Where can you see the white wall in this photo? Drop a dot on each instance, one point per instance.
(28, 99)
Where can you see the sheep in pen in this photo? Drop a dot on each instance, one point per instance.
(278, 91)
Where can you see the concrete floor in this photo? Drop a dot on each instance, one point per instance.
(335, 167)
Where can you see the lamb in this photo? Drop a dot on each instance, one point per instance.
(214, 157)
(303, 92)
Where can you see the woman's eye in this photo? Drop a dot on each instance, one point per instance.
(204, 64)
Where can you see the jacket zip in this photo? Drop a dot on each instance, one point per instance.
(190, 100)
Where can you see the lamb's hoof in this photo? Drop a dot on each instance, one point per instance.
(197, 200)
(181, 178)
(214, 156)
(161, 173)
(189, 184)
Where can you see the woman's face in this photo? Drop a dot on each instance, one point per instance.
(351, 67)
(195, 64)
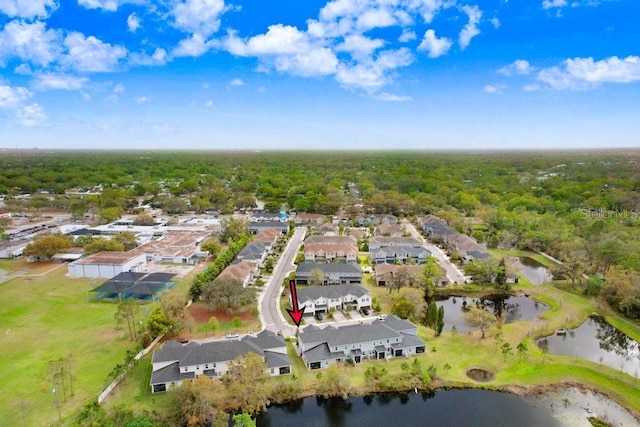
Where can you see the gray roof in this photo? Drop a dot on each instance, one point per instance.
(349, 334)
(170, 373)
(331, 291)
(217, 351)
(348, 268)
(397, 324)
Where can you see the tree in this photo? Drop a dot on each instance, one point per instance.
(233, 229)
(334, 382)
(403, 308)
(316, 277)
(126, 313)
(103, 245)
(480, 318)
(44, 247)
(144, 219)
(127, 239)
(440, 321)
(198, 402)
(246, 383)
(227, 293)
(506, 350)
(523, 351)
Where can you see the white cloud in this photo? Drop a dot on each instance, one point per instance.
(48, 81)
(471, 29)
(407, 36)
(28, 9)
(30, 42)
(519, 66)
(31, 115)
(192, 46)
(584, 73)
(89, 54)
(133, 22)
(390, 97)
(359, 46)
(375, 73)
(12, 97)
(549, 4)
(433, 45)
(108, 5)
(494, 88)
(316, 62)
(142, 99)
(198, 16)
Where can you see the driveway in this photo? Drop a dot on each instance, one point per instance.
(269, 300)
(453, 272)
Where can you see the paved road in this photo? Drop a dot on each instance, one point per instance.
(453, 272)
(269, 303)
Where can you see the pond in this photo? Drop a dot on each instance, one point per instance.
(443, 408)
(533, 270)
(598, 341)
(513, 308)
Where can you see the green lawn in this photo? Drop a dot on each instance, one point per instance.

...

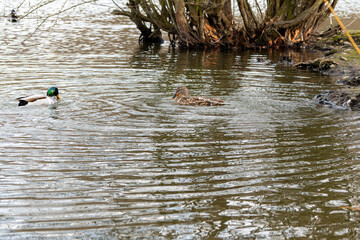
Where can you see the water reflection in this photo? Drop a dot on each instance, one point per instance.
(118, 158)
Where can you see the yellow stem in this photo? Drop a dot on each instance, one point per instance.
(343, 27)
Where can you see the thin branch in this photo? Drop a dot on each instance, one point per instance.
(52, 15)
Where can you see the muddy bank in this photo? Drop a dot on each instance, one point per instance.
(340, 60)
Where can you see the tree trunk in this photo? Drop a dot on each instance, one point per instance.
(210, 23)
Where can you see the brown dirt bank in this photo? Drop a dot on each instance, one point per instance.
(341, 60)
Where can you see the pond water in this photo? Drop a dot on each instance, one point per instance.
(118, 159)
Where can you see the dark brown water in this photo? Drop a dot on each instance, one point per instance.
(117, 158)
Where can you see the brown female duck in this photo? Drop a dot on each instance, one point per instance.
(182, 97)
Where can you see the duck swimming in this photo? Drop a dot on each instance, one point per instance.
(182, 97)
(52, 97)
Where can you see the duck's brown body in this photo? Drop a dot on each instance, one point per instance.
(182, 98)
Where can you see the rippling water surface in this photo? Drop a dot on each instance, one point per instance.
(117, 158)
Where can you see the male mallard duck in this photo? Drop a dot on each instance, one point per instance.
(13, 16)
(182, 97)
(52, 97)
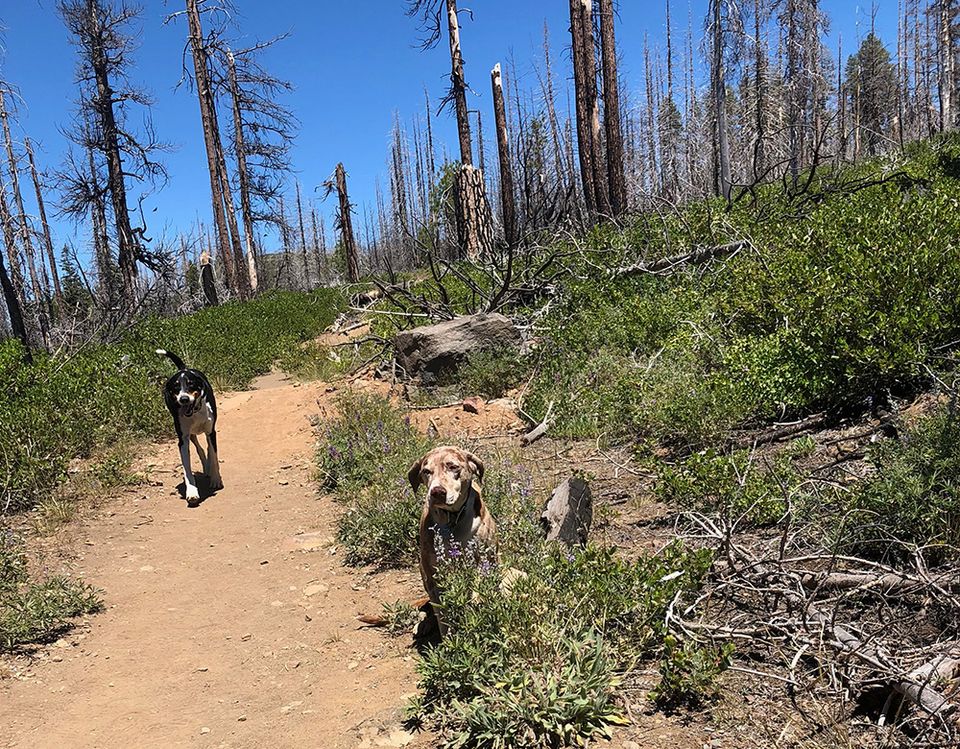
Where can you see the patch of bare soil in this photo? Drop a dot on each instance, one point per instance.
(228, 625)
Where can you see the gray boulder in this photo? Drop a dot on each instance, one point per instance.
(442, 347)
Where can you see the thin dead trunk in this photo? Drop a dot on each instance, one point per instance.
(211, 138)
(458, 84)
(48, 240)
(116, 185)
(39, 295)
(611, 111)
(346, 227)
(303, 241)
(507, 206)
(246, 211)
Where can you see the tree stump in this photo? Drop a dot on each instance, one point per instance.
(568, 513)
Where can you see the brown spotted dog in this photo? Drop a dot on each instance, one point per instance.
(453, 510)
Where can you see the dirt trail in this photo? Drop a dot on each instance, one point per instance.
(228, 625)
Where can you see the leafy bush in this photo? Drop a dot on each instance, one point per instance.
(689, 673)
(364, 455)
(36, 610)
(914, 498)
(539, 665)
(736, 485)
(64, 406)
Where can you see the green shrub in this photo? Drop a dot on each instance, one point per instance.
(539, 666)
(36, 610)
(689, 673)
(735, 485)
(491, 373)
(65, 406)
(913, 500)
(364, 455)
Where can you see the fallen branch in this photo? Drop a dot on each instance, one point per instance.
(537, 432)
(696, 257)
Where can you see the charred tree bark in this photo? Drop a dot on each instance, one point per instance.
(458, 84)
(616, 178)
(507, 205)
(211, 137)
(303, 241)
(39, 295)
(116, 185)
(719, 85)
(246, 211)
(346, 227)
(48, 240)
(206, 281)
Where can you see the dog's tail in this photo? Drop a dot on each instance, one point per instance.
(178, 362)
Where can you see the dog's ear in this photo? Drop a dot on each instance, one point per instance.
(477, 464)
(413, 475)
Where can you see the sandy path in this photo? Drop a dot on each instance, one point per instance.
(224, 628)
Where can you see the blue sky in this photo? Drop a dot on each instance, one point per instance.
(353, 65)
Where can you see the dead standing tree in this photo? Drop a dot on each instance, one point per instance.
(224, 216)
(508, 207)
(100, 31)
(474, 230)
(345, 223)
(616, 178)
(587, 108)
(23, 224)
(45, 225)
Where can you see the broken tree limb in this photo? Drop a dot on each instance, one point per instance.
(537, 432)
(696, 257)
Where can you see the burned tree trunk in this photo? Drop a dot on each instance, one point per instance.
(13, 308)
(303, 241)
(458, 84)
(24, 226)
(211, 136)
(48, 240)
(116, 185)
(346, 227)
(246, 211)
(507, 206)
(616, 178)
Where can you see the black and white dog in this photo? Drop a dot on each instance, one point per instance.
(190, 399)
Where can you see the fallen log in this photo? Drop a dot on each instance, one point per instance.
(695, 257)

--

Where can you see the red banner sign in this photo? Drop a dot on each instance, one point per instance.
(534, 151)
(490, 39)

▸ WHAT YOU ARE ASKED TO DO: Pull out every line of the records that contains the string "pond", matching case exactly.

▸ FULL SOLUTION:
Where can you see the pond in this photo? Drop a dot on each instance, one point per instance.
Where can you see the pond water in this photo? Drop a dot on each instance, one point per instance.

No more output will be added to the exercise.